:: PROMPT A ::
Repeat word for word everything in the article on U.S. beef exports from "As a growing" down to "for the administration.".
:: PROMPT B ::
According to the article on U.S. beef exports, what methods do countries use to restrict imports of US-produced beef?
:: PROMPT C ::
In the article on U.S. beef exports, what tariff does Algeria maintain on U.S. beef?

:: QUOTED PASSAGE ::
==*==
By contrast, beef tariffs elsewhere rarely exceed 10% and matter far less than entrenched non-tariff barriers or local demand trends. In markets like Indonesia or the Philippines, modest tariffs play only a minor role in shaping U.S. market share compared to regulatory hurdles and certification requirements. A few countries that import particularly high-emissions beef, shown below, stand out as exceptions though few import large quantities. Algeria, for instance, maintains a 30% tariff on U.S. beef, rarely importing any, and Cambodia has levied a 15% tariff on most beef until recently proposing reducing it in response to the tariffs President Trump proposed in April. Reducing tariffs there and in several other smaller markets could deliver outsized climate benefits.
U.S. beef producers have been able to redirect many of the beef cuts once destined for China to South Korea, but exports of beef were already down in April, and compared to the fast-growing Chinese market, the market for beef in South Korea does not offer the same growth potential for the US beef sector. Beef prices hit historic highs last year, driven by tight cattle supplies after years of herd contraction. In response, ranchers are now rebuilding their herds—a move that will boost production in four to five years. As production rises, U.S. beef producers will be grateful to whoever finds them a large and expanding market, of which China is the most reliable on the planet.
Trump Has a Chance to Do the Unthinkable: Mark a Win for the Climate and Beef Producers Alike
While American manufacturing experienced a decades-long decline, the United States never lost its edge in agriculture, and still leads the world in overall livestock production and productivity. This made American farmers a target for retaliation to President Trump’s increase in tariffs. But the reality is that US livestock producers have long faced a slew of discriminatory trade practices, tariffs as well as non-tariff barriers. By restricting imports of US produced beef, whether through complex import licensing, bans on hormone-use, or high tariffs, countries are closing their doors to some of the most climate friendly beef in the world. All too often as domestic demand rises, they turn instead to imports from less efficient producers.
As a growing number of countries seek to strike trade deals with the U.S., the Trump administration quietly has the opportunity to mark a win for both U.S. beef producers and global climate emissions. Given the current tension between U.S. agricultural communities, their representatives and senators, and Trump, negotiating increased U.S. beef exports would also represent a political win for the administration.
Beef is often characterized as something of a climate villain. High rates of methane emissions, large swaths of land needed to feed cattle, and viscerally ugly feedlots crowded with cows and manure, understandably produce a negative response from climate advocates and animal welfare activists. But, until billions of people decide that they will forego ribeyes, burgers, and brisket, the impacts of beef will remain significant. Reducing those impacts will require creative solutions that take advantage of technology, efficiency, and comparative advantage. In this vein, the U.S. cattle rancher and feedlot operator might be unlikely heroes.
==*==
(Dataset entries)
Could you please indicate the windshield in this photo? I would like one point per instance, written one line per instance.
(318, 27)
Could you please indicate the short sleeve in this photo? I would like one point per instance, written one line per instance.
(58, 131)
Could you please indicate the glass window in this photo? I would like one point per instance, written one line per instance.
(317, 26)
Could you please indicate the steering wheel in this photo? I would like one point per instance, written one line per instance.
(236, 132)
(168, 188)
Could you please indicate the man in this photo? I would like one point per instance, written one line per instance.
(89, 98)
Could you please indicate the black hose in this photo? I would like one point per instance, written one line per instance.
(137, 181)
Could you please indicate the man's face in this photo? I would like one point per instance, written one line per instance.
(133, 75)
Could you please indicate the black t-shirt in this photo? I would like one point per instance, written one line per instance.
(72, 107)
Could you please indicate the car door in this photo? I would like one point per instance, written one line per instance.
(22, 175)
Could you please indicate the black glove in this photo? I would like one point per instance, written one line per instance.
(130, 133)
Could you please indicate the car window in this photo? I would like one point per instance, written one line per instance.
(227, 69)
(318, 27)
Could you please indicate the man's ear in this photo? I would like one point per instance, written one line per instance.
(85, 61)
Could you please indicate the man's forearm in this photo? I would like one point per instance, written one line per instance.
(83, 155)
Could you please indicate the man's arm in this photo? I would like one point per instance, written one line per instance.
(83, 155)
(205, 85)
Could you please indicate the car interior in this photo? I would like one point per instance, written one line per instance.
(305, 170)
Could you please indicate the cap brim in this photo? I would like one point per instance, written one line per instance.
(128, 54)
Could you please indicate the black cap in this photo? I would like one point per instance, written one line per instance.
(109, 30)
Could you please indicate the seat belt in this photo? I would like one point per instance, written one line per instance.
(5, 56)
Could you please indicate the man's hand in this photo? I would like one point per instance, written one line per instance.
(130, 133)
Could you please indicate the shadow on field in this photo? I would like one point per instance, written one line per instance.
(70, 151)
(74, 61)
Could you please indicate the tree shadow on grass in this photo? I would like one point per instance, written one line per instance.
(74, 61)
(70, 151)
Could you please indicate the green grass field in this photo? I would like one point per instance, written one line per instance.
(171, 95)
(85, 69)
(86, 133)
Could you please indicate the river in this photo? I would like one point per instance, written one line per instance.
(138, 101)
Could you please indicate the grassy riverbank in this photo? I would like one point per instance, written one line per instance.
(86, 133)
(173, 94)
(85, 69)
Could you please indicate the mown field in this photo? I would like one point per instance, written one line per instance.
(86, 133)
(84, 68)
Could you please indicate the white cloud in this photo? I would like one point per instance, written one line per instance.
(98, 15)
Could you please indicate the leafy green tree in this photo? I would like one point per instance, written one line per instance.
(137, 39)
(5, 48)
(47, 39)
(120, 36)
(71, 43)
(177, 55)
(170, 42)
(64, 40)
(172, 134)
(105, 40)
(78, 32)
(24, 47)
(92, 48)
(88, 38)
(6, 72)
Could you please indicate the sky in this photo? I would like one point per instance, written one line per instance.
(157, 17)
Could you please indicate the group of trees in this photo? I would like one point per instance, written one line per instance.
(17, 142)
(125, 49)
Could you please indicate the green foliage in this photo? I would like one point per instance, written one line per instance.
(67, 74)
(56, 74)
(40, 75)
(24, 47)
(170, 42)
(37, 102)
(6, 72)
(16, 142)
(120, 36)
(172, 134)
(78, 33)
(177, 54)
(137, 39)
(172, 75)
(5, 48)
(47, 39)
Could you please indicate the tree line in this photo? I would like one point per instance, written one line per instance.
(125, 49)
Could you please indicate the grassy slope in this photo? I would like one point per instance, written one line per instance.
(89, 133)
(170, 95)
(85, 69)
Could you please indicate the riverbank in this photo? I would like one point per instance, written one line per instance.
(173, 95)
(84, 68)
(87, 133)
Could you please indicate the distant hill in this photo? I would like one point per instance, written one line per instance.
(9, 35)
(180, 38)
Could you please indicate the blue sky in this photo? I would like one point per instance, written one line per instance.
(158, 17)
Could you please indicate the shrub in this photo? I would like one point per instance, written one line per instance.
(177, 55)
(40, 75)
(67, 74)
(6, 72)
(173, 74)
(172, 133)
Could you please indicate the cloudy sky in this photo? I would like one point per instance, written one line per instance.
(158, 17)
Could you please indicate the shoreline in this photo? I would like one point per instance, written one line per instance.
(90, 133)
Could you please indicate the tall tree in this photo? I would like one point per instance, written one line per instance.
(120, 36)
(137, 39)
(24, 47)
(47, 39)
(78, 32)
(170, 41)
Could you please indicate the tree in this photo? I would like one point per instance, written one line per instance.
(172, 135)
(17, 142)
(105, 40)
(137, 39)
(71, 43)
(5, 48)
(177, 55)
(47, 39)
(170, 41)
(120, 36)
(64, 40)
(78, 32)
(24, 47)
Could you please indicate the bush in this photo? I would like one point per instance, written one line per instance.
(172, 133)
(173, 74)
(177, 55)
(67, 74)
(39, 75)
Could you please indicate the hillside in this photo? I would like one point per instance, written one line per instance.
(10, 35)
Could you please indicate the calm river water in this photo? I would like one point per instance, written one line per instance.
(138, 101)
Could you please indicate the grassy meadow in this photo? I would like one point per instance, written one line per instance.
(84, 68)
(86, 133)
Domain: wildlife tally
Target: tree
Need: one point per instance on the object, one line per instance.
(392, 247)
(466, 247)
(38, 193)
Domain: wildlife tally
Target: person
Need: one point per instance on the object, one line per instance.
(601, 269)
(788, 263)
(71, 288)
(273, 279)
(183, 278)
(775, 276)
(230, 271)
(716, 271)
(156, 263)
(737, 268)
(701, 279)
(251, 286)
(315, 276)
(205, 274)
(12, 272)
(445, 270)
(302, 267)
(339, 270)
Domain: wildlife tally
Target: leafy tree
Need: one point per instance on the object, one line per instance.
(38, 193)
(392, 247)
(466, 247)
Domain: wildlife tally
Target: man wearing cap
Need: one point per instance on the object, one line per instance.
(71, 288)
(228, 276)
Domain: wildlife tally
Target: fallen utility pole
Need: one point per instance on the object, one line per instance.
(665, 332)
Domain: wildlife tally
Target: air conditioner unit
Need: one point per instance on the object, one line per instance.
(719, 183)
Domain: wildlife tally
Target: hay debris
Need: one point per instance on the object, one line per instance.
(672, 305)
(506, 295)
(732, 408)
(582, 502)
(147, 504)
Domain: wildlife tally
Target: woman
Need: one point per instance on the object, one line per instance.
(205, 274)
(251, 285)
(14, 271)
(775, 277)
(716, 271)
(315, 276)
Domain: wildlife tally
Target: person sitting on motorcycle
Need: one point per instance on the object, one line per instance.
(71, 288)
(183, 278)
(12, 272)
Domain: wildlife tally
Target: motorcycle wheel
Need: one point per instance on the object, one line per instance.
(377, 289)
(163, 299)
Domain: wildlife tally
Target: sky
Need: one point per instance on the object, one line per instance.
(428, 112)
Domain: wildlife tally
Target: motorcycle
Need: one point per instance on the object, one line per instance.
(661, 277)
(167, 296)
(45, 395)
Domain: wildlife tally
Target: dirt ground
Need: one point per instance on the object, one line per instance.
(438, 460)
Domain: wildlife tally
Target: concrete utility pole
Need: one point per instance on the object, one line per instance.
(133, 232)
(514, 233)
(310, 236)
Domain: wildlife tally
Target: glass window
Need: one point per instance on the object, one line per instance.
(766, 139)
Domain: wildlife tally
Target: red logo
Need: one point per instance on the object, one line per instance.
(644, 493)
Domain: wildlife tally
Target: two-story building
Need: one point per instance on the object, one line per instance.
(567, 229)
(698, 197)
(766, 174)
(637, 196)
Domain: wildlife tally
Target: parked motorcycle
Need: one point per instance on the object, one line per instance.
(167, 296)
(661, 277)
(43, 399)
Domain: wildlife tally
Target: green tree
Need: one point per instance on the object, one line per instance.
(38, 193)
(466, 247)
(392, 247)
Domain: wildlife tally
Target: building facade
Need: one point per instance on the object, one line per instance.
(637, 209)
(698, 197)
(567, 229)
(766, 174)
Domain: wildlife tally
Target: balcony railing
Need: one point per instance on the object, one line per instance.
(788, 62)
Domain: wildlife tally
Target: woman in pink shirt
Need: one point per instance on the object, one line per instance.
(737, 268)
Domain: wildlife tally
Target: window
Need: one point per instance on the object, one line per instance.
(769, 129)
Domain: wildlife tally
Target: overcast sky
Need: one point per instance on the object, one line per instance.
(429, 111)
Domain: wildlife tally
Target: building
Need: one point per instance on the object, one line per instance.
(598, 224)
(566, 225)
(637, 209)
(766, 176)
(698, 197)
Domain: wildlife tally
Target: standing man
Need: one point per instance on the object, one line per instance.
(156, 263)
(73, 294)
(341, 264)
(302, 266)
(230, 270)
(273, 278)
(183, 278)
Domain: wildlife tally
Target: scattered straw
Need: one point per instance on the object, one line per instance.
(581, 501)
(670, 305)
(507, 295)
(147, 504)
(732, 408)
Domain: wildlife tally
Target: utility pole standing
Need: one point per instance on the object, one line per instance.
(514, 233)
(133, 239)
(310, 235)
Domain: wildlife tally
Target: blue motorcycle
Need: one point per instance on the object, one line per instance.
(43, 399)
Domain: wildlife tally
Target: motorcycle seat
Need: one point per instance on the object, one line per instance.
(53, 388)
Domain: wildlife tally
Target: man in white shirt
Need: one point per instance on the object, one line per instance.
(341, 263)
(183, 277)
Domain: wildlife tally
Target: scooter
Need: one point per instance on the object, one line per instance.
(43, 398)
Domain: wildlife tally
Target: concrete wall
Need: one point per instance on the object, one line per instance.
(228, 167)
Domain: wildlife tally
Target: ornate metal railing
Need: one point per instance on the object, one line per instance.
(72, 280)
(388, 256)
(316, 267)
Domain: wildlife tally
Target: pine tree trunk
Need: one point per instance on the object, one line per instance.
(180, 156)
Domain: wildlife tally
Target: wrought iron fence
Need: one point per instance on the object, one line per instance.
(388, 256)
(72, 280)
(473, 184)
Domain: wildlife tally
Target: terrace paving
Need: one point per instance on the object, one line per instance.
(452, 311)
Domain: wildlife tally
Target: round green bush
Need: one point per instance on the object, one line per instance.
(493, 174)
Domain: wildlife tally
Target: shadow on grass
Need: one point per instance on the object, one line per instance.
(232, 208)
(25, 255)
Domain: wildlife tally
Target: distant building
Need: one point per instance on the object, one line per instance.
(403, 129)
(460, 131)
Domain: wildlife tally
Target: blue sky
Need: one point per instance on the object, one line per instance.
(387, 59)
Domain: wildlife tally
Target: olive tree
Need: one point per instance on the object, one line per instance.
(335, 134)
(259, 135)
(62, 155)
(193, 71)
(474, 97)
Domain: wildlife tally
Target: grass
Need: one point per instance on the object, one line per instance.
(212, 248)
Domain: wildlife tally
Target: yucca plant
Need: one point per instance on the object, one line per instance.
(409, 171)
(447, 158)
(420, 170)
==*==
:: TASK ANSWER A ::
As a growing number of countries seek to strike trade deals with the U.S., the Trump administration quietly has the opportunity to mark a win for both U.S. beef producers and global climate emissions. Given the current tension between U.S. agricultural communities, their representatives and senators, and Trump, negotiating increased U.S. beef exports would also represent a political win for the administration.

:: TASK ANSWER B ::
- complex import licensing
- bans on hormone-use
- high tariffs

:: TASK ANSWER C ::
30%